■ EXTRACTED DATA
====================
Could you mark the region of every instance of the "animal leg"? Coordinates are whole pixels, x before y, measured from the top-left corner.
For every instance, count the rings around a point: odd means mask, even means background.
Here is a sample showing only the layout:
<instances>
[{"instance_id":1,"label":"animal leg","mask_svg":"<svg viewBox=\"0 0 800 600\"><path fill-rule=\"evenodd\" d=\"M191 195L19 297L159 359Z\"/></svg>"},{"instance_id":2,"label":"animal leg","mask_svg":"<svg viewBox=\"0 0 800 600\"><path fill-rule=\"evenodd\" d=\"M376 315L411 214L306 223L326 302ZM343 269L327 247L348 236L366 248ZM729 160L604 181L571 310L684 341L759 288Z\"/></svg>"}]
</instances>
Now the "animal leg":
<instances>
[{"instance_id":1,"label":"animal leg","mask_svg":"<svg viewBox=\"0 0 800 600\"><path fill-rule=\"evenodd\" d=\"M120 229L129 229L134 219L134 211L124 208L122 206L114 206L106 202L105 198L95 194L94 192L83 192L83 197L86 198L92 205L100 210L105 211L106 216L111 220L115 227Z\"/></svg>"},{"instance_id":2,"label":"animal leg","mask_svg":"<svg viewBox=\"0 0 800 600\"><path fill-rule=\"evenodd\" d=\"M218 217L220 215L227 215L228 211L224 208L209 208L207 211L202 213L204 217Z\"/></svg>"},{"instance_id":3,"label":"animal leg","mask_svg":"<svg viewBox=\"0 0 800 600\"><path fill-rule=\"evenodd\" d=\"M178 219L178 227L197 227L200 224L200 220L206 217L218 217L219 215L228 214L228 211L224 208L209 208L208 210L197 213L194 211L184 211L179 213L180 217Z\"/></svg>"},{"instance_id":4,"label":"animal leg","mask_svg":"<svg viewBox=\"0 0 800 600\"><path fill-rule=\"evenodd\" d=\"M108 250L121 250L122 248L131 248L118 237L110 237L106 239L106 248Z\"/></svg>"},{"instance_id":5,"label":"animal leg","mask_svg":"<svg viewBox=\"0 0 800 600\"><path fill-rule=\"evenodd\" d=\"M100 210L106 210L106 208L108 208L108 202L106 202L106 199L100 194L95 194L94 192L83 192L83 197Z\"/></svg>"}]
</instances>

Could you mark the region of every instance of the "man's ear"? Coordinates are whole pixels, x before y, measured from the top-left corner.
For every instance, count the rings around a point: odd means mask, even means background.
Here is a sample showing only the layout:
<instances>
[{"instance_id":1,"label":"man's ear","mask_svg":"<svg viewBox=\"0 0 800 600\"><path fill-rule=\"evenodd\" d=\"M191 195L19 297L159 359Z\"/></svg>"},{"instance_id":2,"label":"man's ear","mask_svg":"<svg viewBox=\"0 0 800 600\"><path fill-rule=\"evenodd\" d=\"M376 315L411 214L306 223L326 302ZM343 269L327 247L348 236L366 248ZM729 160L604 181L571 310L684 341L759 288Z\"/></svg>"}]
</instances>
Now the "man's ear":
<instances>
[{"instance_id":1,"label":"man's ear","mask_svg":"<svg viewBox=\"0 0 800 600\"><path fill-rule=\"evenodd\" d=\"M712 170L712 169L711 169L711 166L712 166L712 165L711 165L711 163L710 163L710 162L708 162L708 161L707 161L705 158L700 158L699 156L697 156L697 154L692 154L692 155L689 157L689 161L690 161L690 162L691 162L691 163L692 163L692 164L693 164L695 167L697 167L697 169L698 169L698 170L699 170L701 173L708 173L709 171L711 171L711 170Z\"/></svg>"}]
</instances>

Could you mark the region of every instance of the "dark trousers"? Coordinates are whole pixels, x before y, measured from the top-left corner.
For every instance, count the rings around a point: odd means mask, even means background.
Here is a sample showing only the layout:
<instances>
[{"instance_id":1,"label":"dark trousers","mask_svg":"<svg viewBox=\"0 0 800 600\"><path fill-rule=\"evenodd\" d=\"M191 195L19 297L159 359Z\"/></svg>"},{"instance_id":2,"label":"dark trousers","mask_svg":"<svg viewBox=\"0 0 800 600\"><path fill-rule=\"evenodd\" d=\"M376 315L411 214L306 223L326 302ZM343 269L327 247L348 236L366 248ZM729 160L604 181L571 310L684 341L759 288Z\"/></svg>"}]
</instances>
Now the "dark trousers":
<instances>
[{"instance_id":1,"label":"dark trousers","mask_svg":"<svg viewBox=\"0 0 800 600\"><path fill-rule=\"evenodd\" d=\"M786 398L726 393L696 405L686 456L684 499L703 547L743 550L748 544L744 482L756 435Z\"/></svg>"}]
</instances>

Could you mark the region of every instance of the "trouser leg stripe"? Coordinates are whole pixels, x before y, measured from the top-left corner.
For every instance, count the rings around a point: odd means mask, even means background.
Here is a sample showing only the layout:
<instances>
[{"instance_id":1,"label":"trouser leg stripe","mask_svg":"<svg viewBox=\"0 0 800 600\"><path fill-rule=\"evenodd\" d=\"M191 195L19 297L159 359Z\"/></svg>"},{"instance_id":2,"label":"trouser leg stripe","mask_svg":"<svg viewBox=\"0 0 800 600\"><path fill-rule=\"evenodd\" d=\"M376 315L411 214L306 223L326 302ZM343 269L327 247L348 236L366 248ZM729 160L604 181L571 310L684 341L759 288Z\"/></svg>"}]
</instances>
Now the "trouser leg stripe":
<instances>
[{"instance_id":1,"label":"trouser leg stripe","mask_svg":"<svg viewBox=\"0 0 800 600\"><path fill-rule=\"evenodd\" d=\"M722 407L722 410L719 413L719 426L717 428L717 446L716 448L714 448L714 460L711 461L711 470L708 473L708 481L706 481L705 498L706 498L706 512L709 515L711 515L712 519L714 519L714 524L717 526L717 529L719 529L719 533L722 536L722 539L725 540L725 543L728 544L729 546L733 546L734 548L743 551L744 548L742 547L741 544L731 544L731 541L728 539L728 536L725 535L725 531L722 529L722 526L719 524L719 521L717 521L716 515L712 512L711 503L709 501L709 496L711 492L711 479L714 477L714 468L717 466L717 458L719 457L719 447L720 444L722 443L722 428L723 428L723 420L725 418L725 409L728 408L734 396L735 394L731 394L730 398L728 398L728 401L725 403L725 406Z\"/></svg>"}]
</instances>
====================
■ YOUR ASSIGNMENT
Write out every entry word for word.

■ SOLUTION TO THIS PROBLEM
Could you mark the region of every instance of the "animal leg"? Coordinates are whole pixels, x before y, measured from the top-left corner.
For every instance, count the rings around a point: odd means mask, even means background.
Here is a sample showing only the layout:
<instances>
[{"instance_id":1,"label":"animal leg","mask_svg":"<svg viewBox=\"0 0 800 600\"><path fill-rule=\"evenodd\" d=\"M191 195L19 297L159 359Z\"/></svg>"},{"instance_id":2,"label":"animal leg","mask_svg":"<svg viewBox=\"0 0 800 600\"><path fill-rule=\"evenodd\" d=\"M376 315L411 214L306 223L326 302ZM343 269L327 247L348 236L366 248ZM729 160L604 181L571 310L684 341L759 288Z\"/></svg>"}]
</instances>
Now the "animal leg":
<instances>
[{"instance_id":1,"label":"animal leg","mask_svg":"<svg viewBox=\"0 0 800 600\"><path fill-rule=\"evenodd\" d=\"M120 229L129 229L134 219L134 211L124 208L122 206L114 206L106 202L105 198L95 194L94 192L83 192L83 197L86 198L92 205L100 210L105 211L106 216L111 220L115 227Z\"/></svg>"},{"instance_id":2,"label":"animal leg","mask_svg":"<svg viewBox=\"0 0 800 600\"><path fill-rule=\"evenodd\" d=\"M218 217L220 215L227 215L228 211L224 208L209 208L207 211L202 213L204 217Z\"/></svg>"},{"instance_id":3,"label":"animal leg","mask_svg":"<svg viewBox=\"0 0 800 600\"><path fill-rule=\"evenodd\" d=\"M178 219L178 227L197 227L200 224L200 220L206 217L218 217L219 215L228 214L228 211L224 208L209 208L208 210L197 213L194 211L184 211L179 213L180 217Z\"/></svg>"},{"instance_id":4,"label":"animal leg","mask_svg":"<svg viewBox=\"0 0 800 600\"><path fill-rule=\"evenodd\" d=\"M108 250L121 250L122 248L131 248L118 237L110 237L106 239L106 248Z\"/></svg>"},{"instance_id":5,"label":"animal leg","mask_svg":"<svg viewBox=\"0 0 800 600\"><path fill-rule=\"evenodd\" d=\"M100 210L106 210L106 208L108 208L108 202L106 202L106 199L100 194L95 194L94 192L83 192L83 197Z\"/></svg>"}]
</instances>

Could you mark the region of every instance of the "man's ear"? Coordinates are whole pixels, x before y, measured from the top-left corner.
For every instance, count the rings around a point: odd means mask, even means background.
Here is a sample showing only the layout:
<instances>
[{"instance_id":1,"label":"man's ear","mask_svg":"<svg viewBox=\"0 0 800 600\"><path fill-rule=\"evenodd\" d=\"M191 195L19 297L159 359Z\"/></svg>"},{"instance_id":2,"label":"man's ear","mask_svg":"<svg viewBox=\"0 0 800 600\"><path fill-rule=\"evenodd\" d=\"M376 315L411 214L306 223L326 302ZM343 269L327 247L348 236L366 248ZM729 160L604 181L571 310L684 341L759 288Z\"/></svg>"}]
</instances>
Now the "man's ear":
<instances>
[{"instance_id":1,"label":"man's ear","mask_svg":"<svg viewBox=\"0 0 800 600\"><path fill-rule=\"evenodd\" d=\"M712 170L712 169L711 169L711 166L712 166L712 165L711 165L711 163L710 163L710 162L708 162L708 161L707 161L705 158L700 158L699 156L697 156L697 154L692 154L692 155L689 157L689 161L690 161L690 162L691 162L691 163L692 163L692 164L693 164L695 167L697 167L697 169L698 169L698 170L699 170L701 173L708 173L709 171L711 171L711 170Z\"/></svg>"}]
</instances>

Could you mark the region of every instance of the "dark trousers"? Coordinates are whole pixels, x before y, measured from the top-left corner.
For every instance, count the rings around a point: odd means mask, even means background.
Here is a sample showing only the layout:
<instances>
[{"instance_id":1,"label":"dark trousers","mask_svg":"<svg viewBox=\"0 0 800 600\"><path fill-rule=\"evenodd\" d=\"M191 195L19 297L159 359Z\"/></svg>"},{"instance_id":2,"label":"dark trousers","mask_svg":"<svg viewBox=\"0 0 800 600\"><path fill-rule=\"evenodd\" d=\"M376 315L411 214L306 223L326 302ZM343 269L327 247L348 236L366 248ZM729 160L604 181L571 310L684 341L759 288Z\"/></svg>"}]
</instances>
Now the "dark trousers":
<instances>
[{"instance_id":1,"label":"dark trousers","mask_svg":"<svg viewBox=\"0 0 800 600\"><path fill-rule=\"evenodd\" d=\"M786 398L726 393L696 405L686 456L684 499L703 547L743 550L748 544L744 482L756 435Z\"/></svg>"}]
</instances>

Could you mark the region of every instance of the "trouser leg stripe"? Coordinates are whole pixels, x before y, measured from the top-left corner.
For every instance, count the rings around a point: odd means mask, even means background.
Here is a sample showing only the layout:
<instances>
[{"instance_id":1,"label":"trouser leg stripe","mask_svg":"<svg viewBox=\"0 0 800 600\"><path fill-rule=\"evenodd\" d=\"M191 195L19 297L159 359Z\"/></svg>"},{"instance_id":2,"label":"trouser leg stripe","mask_svg":"<svg viewBox=\"0 0 800 600\"><path fill-rule=\"evenodd\" d=\"M376 315L411 214L306 223L326 302ZM343 269L327 247L348 236L366 248ZM729 160L604 181L571 310L684 341L759 288Z\"/></svg>"}]
</instances>
Now the "trouser leg stripe":
<instances>
[{"instance_id":1,"label":"trouser leg stripe","mask_svg":"<svg viewBox=\"0 0 800 600\"><path fill-rule=\"evenodd\" d=\"M722 407L722 410L719 413L719 426L717 428L717 446L716 448L714 448L714 460L711 461L711 470L708 473L708 481L706 481L705 498L706 498L706 512L709 515L711 515L712 519L714 519L714 524L717 526L717 529L719 529L719 533L722 536L722 539L725 540L725 543L728 544L729 546L733 546L734 548L743 551L744 548L742 547L741 544L731 544L731 541L728 539L728 536L725 535L725 531L722 529L722 526L719 524L719 521L717 521L716 515L712 512L711 503L709 501L709 496L711 492L711 479L714 477L714 468L717 466L717 458L719 457L719 447L720 444L722 443L722 428L723 428L723 420L725 418L725 409L728 408L734 396L735 394L731 394L730 398L728 398L728 401L725 403L725 406Z\"/></svg>"}]
</instances>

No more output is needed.